Selected text |
----

Converting models
basert convert turns a source checkpoint into a .base bundle. Sources are
GGUF, HuggingFace safetensors, and MLX safetensors. Every source is
dequantized to f32 and re-packed via the canonical quantization path.
Basic conversion
basert convert ./path/to/checkpoint \
--target base-q4 \
--output models/my-model.base
--target selects a quant scheme. Available schemes follow the
canonical quant spec: base_q2 … base_q8,
bf16, f16, f32.
Profile-driven conversion
For per-tensor control, pass a profile instead of a single target. The
generic profiles ship in base-convert/profiles/:
basert convert ./checkpoint \
--profile base-convert/profiles/default-q4.json \
--output models/my-model.base
With --profile, per-tensor quant decisions come from the profile's rules;
--target becomes the fallback for tensors the profile's catch-all rule doesn't
cover. The profile name is recorded in the bundle header (quant_profile) for
audit. Write your own — see Quant profiles.

----

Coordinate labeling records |
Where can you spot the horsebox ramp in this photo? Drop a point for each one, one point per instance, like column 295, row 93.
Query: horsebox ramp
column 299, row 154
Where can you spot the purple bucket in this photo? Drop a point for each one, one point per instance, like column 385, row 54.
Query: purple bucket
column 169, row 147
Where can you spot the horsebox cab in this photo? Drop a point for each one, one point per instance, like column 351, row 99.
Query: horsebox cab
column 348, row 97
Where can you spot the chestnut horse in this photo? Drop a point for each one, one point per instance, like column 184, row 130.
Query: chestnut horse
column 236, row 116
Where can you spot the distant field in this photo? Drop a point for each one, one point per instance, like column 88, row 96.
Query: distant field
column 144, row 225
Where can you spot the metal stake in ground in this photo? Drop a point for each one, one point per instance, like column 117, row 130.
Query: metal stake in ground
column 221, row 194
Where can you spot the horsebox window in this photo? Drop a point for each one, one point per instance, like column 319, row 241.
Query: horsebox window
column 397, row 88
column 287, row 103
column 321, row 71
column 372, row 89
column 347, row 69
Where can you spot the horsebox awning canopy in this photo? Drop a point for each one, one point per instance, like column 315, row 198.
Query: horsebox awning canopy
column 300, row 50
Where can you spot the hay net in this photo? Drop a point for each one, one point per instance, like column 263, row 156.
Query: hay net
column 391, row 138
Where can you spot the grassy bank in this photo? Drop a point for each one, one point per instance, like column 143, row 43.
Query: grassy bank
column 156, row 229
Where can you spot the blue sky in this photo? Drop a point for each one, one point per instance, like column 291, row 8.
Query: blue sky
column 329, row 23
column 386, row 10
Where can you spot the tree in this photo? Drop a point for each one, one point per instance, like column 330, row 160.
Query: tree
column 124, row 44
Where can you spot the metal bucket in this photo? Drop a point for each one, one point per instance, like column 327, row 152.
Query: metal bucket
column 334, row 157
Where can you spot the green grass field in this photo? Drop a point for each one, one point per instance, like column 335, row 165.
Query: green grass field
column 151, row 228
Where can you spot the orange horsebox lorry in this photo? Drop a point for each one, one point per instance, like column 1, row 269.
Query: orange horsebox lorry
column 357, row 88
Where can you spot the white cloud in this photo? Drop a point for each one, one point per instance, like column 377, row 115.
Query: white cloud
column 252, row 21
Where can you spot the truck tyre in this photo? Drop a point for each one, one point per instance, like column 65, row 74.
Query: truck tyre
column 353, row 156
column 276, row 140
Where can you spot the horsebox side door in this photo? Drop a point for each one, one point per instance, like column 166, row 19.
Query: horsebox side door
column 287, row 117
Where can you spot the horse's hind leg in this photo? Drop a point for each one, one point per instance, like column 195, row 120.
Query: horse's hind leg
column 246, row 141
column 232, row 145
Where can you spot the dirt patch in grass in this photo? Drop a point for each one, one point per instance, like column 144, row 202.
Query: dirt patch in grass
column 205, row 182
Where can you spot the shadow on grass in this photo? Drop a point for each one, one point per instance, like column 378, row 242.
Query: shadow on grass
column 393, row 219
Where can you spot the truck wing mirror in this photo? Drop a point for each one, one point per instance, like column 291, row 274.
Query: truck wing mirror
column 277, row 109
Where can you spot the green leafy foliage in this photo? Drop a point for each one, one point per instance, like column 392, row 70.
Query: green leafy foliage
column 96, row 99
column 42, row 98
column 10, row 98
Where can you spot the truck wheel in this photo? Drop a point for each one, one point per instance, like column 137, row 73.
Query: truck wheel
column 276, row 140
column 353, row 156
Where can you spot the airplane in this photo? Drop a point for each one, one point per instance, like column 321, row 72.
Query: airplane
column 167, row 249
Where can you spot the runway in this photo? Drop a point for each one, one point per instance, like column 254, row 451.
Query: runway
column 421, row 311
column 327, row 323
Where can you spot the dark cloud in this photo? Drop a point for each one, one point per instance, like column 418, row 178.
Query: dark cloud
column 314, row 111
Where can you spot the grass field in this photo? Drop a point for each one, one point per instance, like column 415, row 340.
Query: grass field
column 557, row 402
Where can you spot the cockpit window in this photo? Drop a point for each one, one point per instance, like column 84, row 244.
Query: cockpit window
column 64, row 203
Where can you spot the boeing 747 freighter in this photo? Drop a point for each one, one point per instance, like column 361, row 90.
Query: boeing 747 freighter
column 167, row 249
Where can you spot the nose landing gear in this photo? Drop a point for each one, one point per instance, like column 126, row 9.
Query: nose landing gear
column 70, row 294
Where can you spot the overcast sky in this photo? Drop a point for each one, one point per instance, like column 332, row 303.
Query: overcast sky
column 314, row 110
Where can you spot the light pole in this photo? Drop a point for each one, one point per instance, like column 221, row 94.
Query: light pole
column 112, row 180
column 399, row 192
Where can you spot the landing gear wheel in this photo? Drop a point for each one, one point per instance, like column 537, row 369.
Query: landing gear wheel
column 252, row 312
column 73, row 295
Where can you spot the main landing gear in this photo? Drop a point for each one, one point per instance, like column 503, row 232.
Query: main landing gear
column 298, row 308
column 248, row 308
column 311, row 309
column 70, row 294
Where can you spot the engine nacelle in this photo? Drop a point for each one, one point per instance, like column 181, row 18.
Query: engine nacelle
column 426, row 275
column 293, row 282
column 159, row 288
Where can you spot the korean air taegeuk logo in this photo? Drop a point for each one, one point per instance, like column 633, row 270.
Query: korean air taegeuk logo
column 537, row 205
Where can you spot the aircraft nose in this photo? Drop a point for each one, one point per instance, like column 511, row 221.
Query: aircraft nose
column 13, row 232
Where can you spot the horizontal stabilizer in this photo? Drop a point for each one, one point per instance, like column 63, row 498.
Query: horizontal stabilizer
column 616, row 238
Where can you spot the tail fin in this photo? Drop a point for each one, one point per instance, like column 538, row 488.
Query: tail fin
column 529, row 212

----

What you will do |
**a)** Copy out the records again word for word. Start at the line that contains "Where can you spot the tail" and continue through the final line of the records.
**b)** Pick up the page on converting models after its last sentence and carry it on.

Results of the exercise |
**a)**
Where can you spot the tail fin in this photo? Drop a point for each one, one point per instance, like column 538, row 488.
Query: tail fin
column 529, row 212

**b)**
AWQ calibration
Activation-aware weight quantization improves low-bit quality. Provide calibration text and an AWQ mode:
basert convert ./checkpoint \
--profile base-convert/profiles/default-q4.json \
--calibration calib.txt \
--calibration-tokens 1024 \
--awq-mode <mode> \
--output models/my-model.base
Alternatively, pass a precomputed activation-stats sidecar with
--awq-profile <path> (produced by the engine's calibration mode). Tensors whose
profile rule is a canonical base_qN dtype run AWQ search + rotation before the
RTN pack; bf16/f16 tensors are unaffected.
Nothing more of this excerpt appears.